## BEGIN SOURCE TEXT
= Russell Menard =

Russell Menard (1942–2023), was emeritus Professor at the University of Minnesota specialized in the economic and social history of the British colonies in North America. He earned his Ph.D. at the University of Iowa in 1975. Most of his work has been on the economic, demographic, and social history of the Chesapeake region during the early colonial period, but his research interests include the origins of plantation slavery in British America, the economic development of the Lower South in the 18th century, and late 19th-century U.S. social history. Most recently, he has been doing work on the West Indies.

Menard taught undergraduate and graduate courses on early American history, economic history, and the history of slavery.
## END SOURCE TEXT
## BEGIN INFORMATION PROVIDED
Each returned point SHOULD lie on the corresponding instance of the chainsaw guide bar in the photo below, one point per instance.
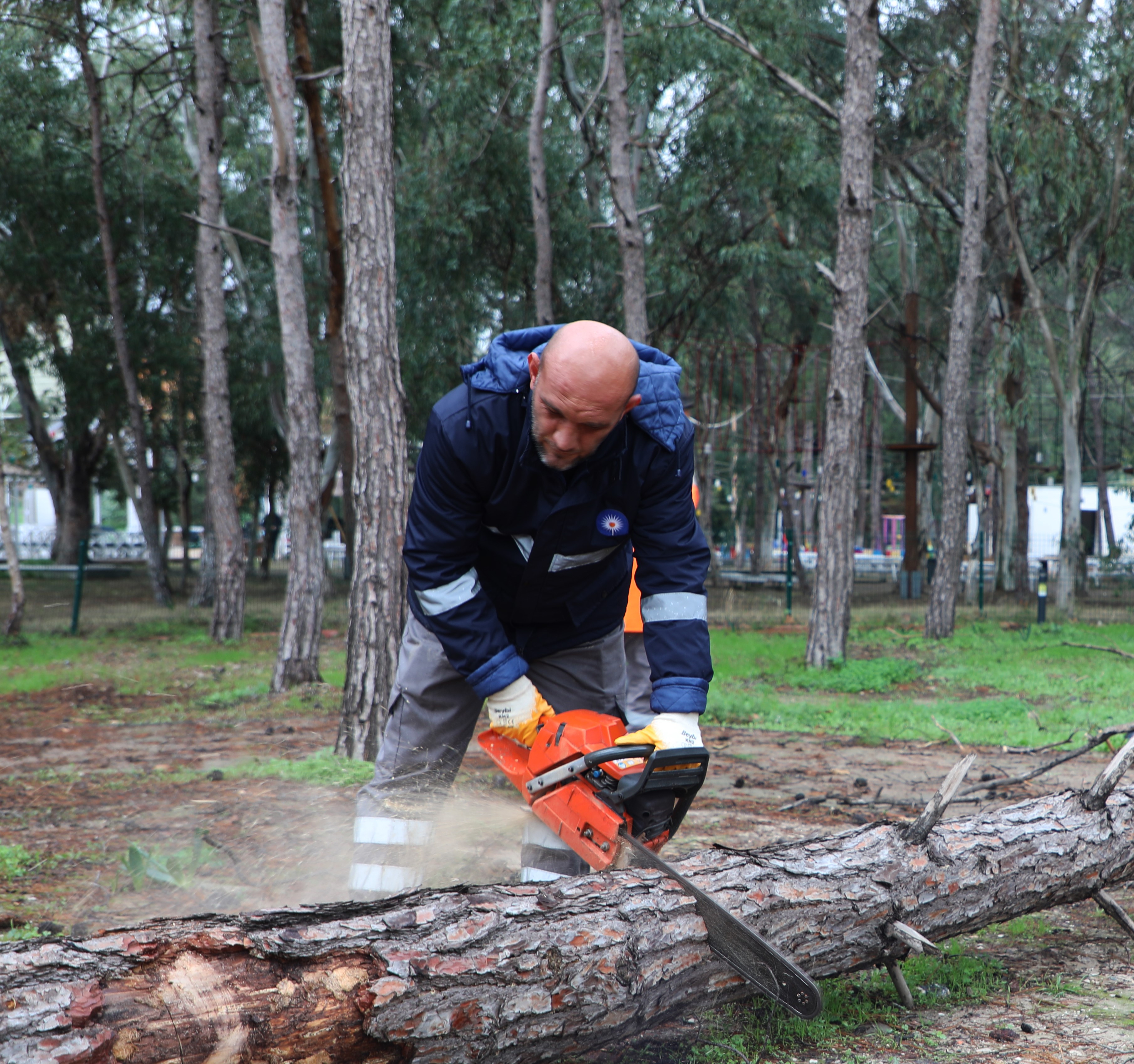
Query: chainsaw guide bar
## END INFORMATION PROVIDED
## BEGIN INFORMATION PROVIDED
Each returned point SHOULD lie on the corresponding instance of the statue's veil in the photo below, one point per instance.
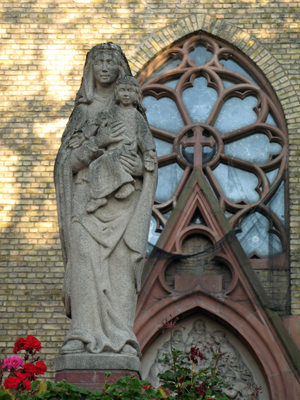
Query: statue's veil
## END INFORMATION PROVIDED
## BEGIN INFORMATION PROVIDED
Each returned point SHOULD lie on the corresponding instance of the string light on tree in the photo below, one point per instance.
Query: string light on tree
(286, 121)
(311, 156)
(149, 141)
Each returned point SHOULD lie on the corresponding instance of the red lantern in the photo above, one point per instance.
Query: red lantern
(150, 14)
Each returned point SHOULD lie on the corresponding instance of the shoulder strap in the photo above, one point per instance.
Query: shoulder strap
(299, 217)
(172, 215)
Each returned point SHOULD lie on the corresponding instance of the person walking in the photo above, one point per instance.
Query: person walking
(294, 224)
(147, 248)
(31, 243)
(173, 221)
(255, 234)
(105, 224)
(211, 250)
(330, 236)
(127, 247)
## END INFORMATION PROVIDED
**REQUEST:**
In the Russell Menard text, write out everything from "Russell Menard (1942–2023), was" down to "the West Indies.", switching "West Indies" to "Caribbean".

**TASK SOLUTION:**
Russell Menard (1942–2023), was emeritus Professor at the University of Minnesota specialized in the economic and social history of the British colonies in North America. He earned his Ph.D. at the University of Iowa in 1975. Most of his work has been on the economic, demographic, and social history of the Chesapeake region during the early colonial period, but his research interests include the origins of plantation slavery in British America, the economic development of the Lower South in the 18th century, and late 19th-century U.S. social history. Most recently, he has been doing work on the Caribbean.